[Outline labeling listing]

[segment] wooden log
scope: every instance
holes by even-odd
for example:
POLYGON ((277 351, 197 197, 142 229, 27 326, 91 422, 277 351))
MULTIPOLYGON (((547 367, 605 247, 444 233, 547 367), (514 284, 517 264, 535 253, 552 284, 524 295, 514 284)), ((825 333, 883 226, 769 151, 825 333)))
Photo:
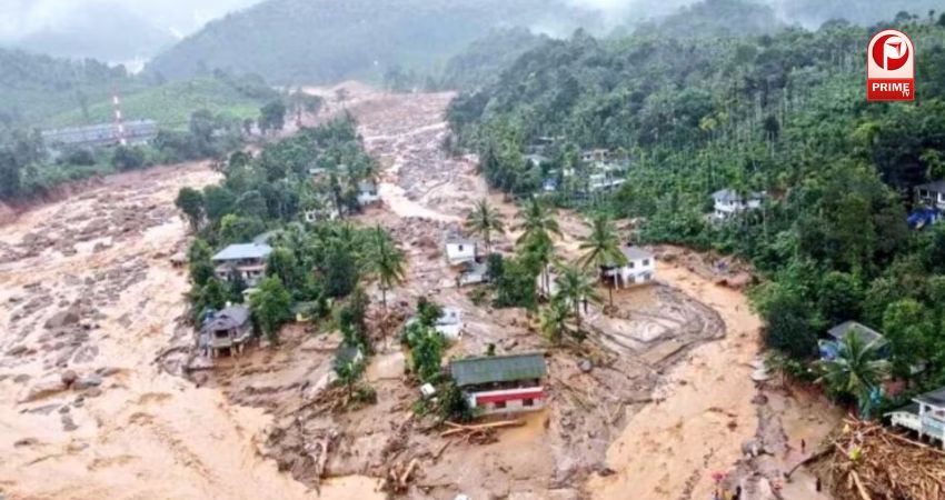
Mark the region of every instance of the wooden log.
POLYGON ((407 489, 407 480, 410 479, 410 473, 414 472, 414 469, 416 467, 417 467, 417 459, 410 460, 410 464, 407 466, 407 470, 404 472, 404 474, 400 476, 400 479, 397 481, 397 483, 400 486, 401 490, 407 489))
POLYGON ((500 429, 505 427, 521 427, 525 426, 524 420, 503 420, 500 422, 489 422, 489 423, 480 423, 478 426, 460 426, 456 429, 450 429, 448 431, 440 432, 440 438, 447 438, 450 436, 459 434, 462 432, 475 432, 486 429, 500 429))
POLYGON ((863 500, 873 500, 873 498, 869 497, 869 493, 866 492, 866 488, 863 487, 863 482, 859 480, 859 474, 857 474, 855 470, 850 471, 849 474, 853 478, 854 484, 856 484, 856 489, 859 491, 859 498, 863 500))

--

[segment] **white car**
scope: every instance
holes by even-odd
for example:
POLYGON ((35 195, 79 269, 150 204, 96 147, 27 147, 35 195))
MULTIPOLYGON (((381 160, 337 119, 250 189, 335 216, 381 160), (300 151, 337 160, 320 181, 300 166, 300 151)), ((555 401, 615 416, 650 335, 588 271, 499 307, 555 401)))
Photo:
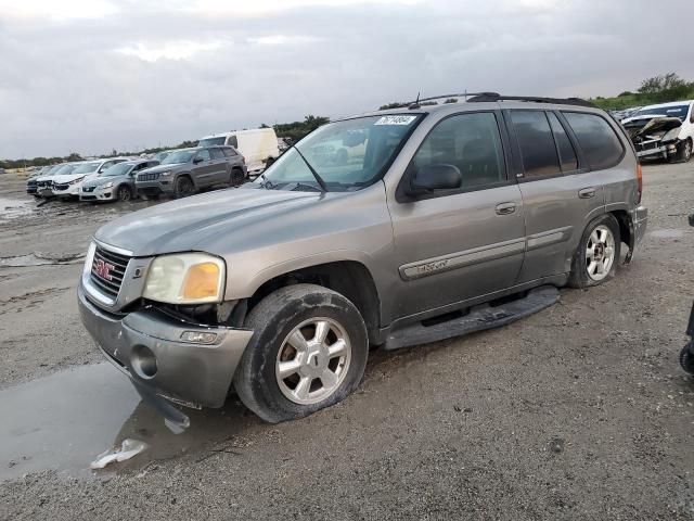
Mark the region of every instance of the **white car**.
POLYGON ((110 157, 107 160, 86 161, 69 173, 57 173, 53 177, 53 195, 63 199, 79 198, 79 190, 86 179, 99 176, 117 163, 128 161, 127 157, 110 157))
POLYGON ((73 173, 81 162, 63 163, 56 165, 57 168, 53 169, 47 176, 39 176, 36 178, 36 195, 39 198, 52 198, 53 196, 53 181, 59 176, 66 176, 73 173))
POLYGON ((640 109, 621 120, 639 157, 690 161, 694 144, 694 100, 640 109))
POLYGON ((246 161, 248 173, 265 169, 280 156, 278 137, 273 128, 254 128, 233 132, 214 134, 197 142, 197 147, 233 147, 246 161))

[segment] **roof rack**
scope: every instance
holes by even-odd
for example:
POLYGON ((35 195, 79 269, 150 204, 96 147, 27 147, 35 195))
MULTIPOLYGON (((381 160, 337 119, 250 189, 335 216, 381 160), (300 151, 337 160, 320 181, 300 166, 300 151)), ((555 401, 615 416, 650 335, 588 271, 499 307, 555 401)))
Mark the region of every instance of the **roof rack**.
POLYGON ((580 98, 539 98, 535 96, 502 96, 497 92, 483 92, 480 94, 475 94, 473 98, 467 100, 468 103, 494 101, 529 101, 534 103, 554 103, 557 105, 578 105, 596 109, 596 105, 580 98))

### Problem requirements
Rewrite the listing above starting at the line containing "[segment] **white car**" and ending at the line containing "POLYGON ((73 173, 81", with "white car" replaced by "silver car" and everything else unchanged. Leave the picture out.

### In response
[segment] **silver car**
scope: every instance
holes by even-odd
for example:
POLYGON ((35 195, 79 269, 150 204, 96 147, 27 147, 35 195))
MULTIPOLYGON (((381 160, 337 119, 250 189, 335 216, 381 160), (300 151, 337 160, 320 181, 300 166, 300 151)), ((555 401, 615 416, 650 335, 588 271, 499 307, 555 401)))
Photo:
Mark the region of every instance of the **silver car**.
POLYGON ((110 157, 107 160, 86 161, 69 173, 57 173, 53 177, 53 195, 63 199, 79 198, 79 190, 86 179, 99 176, 117 163, 128 161, 127 157, 110 157))
POLYGON ((73 173, 81 162, 63 163, 56 165, 57 168, 53 169, 47 176, 39 176, 36 178, 36 195, 39 198, 52 198, 53 196, 53 181, 59 176, 66 176, 73 173))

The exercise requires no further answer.